• [Given information]
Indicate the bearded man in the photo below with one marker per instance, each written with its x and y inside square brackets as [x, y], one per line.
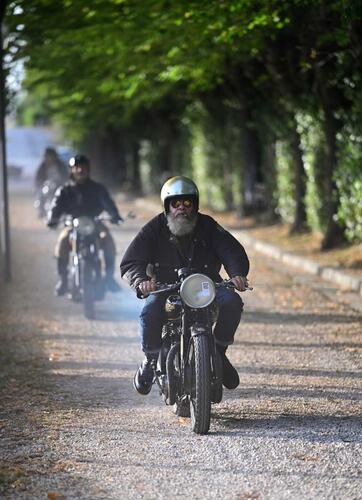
[177, 238]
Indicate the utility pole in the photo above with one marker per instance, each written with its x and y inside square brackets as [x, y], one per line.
[5, 261]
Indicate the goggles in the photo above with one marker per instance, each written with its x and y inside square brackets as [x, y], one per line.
[186, 202]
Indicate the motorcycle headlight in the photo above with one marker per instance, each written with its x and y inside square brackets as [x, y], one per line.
[84, 225]
[197, 291]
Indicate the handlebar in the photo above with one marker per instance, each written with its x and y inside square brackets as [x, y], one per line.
[166, 287]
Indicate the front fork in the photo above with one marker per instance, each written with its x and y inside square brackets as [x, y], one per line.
[202, 326]
[76, 258]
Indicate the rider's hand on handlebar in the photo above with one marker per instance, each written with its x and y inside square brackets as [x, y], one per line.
[145, 287]
[241, 283]
[117, 220]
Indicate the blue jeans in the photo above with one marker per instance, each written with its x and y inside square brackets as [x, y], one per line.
[153, 316]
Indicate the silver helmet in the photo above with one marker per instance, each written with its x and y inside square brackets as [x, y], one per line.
[177, 187]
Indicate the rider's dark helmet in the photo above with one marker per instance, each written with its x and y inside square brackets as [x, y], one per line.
[78, 160]
[179, 187]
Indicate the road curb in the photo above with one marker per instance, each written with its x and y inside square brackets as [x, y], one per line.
[343, 280]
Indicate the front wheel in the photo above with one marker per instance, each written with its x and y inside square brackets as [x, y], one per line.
[200, 397]
[88, 289]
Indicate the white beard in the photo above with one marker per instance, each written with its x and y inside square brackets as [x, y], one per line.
[181, 225]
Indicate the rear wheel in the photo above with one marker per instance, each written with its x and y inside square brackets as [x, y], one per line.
[88, 289]
[200, 398]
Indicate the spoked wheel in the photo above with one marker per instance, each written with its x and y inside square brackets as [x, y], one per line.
[200, 398]
[173, 373]
[216, 385]
[88, 289]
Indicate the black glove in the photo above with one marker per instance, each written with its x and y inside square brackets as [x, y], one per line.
[117, 219]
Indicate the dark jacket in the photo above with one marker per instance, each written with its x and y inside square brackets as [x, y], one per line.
[89, 198]
[209, 247]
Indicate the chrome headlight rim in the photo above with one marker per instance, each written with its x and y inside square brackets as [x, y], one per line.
[84, 225]
[198, 291]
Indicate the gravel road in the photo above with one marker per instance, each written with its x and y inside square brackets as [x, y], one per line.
[72, 426]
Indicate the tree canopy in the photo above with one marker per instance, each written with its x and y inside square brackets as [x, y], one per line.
[248, 72]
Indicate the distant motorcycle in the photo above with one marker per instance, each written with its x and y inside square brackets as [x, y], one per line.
[86, 281]
[45, 197]
[189, 367]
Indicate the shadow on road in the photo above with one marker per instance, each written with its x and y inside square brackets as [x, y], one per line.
[265, 317]
[316, 429]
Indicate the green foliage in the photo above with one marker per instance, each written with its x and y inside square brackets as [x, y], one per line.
[116, 65]
[349, 184]
[285, 190]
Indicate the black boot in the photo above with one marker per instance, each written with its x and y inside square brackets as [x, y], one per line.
[112, 285]
[230, 377]
[143, 378]
[62, 286]
[110, 282]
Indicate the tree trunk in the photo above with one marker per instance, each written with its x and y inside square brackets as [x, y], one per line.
[300, 215]
[136, 174]
[334, 233]
[250, 161]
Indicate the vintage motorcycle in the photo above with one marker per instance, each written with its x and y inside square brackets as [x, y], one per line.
[86, 282]
[189, 367]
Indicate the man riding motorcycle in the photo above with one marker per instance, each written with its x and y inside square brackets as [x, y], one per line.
[83, 197]
[51, 168]
[183, 237]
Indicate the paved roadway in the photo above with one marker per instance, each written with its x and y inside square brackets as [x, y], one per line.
[72, 426]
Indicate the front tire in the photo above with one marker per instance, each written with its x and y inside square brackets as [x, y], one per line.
[88, 289]
[200, 398]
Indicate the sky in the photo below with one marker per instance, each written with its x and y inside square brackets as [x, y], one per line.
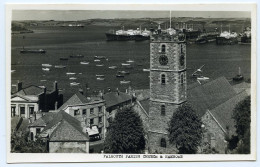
[105, 14]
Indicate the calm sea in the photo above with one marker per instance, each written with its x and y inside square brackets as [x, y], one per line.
[91, 41]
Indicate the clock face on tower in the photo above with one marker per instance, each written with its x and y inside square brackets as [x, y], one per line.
[163, 60]
[182, 59]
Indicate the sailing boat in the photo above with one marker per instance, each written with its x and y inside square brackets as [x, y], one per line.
[238, 77]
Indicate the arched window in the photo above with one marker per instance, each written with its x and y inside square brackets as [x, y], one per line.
[163, 110]
[163, 142]
[163, 49]
[182, 79]
[163, 79]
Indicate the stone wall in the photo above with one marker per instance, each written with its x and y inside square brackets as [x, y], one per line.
[214, 136]
[68, 147]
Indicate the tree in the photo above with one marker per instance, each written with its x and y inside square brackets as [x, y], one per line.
[185, 130]
[125, 134]
[20, 144]
[242, 117]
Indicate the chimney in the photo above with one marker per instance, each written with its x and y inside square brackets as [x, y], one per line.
[56, 105]
[81, 91]
[55, 86]
[117, 91]
[19, 86]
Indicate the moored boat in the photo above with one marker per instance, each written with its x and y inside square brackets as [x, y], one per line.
[124, 82]
[74, 83]
[46, 69]
[46, 65]
[59, 66]
[70, 73]
[77, 56]
[84, 62]
[112, 67]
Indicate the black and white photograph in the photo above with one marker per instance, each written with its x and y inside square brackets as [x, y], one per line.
[121, 84]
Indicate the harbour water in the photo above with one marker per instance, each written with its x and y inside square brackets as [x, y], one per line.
[90, 41]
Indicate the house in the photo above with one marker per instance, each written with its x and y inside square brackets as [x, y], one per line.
[213, 102]
[90, 112]
[62, 132]
[114, 101]
[26, 101]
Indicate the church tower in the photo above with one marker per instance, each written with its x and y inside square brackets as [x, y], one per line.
[168, 85]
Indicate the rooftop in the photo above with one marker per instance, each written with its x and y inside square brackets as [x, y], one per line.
[115, 98]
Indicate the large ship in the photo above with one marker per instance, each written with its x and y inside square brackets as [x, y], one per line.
[245, 37]
[32, 51]
[126, 35]
[227, 38]
[207, 37]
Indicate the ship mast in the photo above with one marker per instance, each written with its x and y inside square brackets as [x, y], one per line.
[170, 19]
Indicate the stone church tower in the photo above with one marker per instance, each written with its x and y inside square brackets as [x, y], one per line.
[168, 85]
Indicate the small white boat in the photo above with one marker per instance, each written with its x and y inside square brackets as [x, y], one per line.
[112, 67]
[74, 83]
[130, 61]
[98, 75]
[100, 78]
[100, 57]
[45, 69]
[124, 72]
[59, 66]
[70, 73]
[72, 78]
[124, 82]
[84, 62]
[46, 65]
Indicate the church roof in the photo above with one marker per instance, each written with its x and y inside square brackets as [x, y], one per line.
[223, 112]
[209, 95]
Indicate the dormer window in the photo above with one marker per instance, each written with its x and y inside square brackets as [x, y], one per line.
[163, 77]
[163, 48]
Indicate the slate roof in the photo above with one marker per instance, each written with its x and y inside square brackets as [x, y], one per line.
[145, 104]
[44, 120]
[209, 95]
[115, 98]
[223, 112]
[77, 98]
[31, 90]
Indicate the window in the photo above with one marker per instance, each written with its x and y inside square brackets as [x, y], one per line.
[92, 111]
[163, 142]
[163, 79]
[12, 111]
[84, 112]
[100, 109]
[76, 112]
[181, 49]
[163, 110]
[31, 110]
[22, 110]
[182, 80]
[100, 130]
[38, 130]
[163, 49]
[100, 119]
[91, 121]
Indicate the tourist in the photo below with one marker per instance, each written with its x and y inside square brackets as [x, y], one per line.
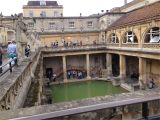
[11, 50]
[27, 50]
[54, 77]
[68, 74]
[151, 84]
[1, 61]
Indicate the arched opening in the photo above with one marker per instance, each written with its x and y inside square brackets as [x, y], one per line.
[113, 38]
[130, 37]
[152, 35]
[115, 65]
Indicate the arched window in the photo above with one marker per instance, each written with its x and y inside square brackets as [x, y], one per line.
[130, 37]
[153, 35]
[114, 38]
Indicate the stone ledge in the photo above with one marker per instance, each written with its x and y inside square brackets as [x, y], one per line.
[85, 105]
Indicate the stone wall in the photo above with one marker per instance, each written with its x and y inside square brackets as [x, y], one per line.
[15, 87]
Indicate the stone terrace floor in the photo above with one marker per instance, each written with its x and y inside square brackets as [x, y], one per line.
[86, 105]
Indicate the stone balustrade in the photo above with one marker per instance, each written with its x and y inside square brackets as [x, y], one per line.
[113, 45]
[151, 45]
[131, 45]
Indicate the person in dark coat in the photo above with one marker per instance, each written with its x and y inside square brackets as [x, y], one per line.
[1, 61]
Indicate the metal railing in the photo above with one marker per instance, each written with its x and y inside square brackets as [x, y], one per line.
[9, 68]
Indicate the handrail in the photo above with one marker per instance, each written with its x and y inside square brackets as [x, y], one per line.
[10, 66]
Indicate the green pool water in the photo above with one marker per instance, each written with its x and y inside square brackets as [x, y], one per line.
[85, 89]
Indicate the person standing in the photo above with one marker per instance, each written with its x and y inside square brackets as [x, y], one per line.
[11, 50]
[1, 61]
[27, 50]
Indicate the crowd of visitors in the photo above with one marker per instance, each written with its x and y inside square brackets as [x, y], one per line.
[67, 44]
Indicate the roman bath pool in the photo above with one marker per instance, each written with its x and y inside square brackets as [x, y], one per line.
[84, 89]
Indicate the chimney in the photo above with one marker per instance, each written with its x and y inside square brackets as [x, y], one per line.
[125, 2]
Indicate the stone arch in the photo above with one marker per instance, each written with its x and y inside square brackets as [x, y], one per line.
[151, 35]
[113, 38]
[102, 24]
[129, 37]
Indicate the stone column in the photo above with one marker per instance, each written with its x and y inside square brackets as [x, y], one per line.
[122, 68]
[88, 66]
[109, 64]
[142, 72]
[64, 68]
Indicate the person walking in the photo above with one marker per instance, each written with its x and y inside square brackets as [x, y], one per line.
[1, 61]
[11, 50]
[27, 50]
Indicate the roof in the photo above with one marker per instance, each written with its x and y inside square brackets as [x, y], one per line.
[37, 3]
[143, 14]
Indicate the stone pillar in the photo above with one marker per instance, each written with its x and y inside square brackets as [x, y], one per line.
[109, 64]
[88, 66]
[64, 69]
[122, 68]
[142, 72]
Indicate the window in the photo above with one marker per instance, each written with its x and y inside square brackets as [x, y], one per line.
[42, 3]
[43, 14]
[55, 13]
[71, 25]
[52, 25]
[90, 24]
[130, 38]
[30, 25]
[30, 13]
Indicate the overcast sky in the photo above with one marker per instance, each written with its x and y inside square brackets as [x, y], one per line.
[71, 7]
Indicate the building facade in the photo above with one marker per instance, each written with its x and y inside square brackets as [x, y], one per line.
[42, 8]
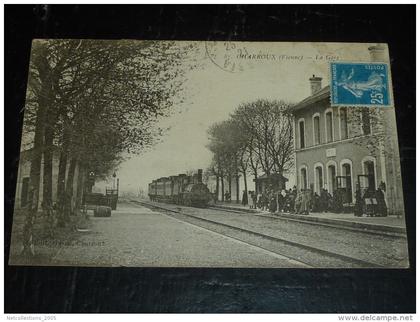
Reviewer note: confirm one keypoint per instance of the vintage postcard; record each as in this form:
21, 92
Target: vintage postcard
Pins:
209, 154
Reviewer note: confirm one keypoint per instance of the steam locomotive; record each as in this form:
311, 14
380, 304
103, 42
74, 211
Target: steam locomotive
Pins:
181, 189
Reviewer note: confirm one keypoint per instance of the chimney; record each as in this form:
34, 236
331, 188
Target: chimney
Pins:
377, 53
315, 84
200, 176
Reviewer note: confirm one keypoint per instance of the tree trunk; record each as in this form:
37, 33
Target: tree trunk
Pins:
223, 186
237, 188
256, 182
68, 200
48, 165
35, 173
217, 188
80, 186
245, 181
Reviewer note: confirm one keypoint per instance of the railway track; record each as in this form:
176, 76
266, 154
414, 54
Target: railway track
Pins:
308, 255
317, 223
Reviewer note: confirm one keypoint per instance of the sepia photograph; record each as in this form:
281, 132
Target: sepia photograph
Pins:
140, 153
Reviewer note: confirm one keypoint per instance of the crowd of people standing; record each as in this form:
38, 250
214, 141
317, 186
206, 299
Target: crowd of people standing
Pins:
305, 201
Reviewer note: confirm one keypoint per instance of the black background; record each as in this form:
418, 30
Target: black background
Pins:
61, 289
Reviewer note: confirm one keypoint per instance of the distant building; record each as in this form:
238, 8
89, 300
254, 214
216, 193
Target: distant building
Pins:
335, 146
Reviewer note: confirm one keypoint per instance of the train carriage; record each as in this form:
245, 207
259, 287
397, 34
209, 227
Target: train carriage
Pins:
180, 189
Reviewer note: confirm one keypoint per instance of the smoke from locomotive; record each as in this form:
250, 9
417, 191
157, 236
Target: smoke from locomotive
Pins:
181, 189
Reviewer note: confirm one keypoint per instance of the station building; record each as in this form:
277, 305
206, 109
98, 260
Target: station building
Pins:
342, 147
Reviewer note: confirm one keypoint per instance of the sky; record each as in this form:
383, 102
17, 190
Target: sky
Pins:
212, 92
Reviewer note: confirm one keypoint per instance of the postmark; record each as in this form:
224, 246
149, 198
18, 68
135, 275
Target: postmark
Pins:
360, 84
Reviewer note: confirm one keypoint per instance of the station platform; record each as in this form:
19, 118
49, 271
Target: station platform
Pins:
391, 224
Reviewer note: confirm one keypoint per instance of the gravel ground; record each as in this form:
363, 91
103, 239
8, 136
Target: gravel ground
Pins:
383, 250
136, 236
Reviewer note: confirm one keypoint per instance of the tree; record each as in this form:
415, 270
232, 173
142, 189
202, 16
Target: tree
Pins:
269, 127
94, 102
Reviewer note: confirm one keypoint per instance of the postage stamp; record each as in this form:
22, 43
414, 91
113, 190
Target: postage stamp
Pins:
360, 84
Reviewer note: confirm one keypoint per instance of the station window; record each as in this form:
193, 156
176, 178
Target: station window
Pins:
343, 124
317, 130
329, 126
302, 133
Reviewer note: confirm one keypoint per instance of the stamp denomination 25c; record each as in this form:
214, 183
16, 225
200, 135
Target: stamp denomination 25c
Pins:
360, 84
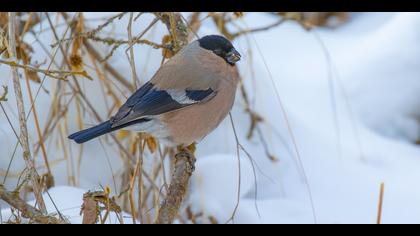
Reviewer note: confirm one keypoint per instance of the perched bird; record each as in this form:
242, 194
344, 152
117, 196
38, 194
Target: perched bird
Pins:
185, 100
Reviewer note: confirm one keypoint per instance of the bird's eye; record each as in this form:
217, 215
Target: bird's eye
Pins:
218, 51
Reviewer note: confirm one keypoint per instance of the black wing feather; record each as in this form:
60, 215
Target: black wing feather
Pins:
150, 101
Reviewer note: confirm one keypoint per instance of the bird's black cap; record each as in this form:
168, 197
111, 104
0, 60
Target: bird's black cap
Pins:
221, 47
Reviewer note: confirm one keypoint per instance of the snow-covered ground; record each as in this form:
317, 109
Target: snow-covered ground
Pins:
353, 107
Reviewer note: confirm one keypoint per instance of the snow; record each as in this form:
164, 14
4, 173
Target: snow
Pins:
373, 73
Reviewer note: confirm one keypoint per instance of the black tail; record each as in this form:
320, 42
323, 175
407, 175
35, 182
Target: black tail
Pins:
91, 133
101, 129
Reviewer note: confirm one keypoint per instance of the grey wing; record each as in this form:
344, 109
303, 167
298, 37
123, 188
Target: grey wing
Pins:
150, 101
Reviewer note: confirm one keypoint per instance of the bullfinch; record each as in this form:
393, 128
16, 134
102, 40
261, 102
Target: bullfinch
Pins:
186, 99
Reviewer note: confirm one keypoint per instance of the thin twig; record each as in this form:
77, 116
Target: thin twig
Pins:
30, 163
184, 167
28, 211
381, 200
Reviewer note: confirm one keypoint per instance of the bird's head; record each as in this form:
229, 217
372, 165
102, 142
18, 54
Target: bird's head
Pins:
220, 46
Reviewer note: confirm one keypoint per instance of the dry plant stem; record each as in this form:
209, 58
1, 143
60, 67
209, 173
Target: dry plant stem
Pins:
38, 129
184, 167
30, 163
89, 210
381, 200
28, 211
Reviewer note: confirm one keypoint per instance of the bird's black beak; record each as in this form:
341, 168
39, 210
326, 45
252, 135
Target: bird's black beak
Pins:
233, 56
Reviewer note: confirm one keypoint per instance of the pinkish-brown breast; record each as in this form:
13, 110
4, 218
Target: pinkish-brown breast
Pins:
191, 124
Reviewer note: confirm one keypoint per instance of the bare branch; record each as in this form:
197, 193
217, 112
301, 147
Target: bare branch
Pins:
184, 167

• [Task item] Each line from the one with "Target: dry plant stem" through the last line of the records must be written out word for word. Include nothing else.

• [Finished exercise]
Target: dry plant stem
Pins:
38, 129
184, 167
30, 163
89, 210
381, 200
28, 211
Reviewer note: confirm one keypoint per instance of the bird's black beak; record each as in this form:
341, 168
39, 210
326, 45
252, 135
Target: bird's black beak
Pins:
233, 56
Reviewer note: confirm one keypoint per instance of the pinkish-brown breast; record each as in this form:
13, 110
4, 218
Target: pinkish-brown breast
Pins:
191, 124
Reviewer note: confirm one keypoint per instance of the bare branch; record each as in this form:
197, 193
217, 112
301, 147
Target: bare branch
Pins:
184, 167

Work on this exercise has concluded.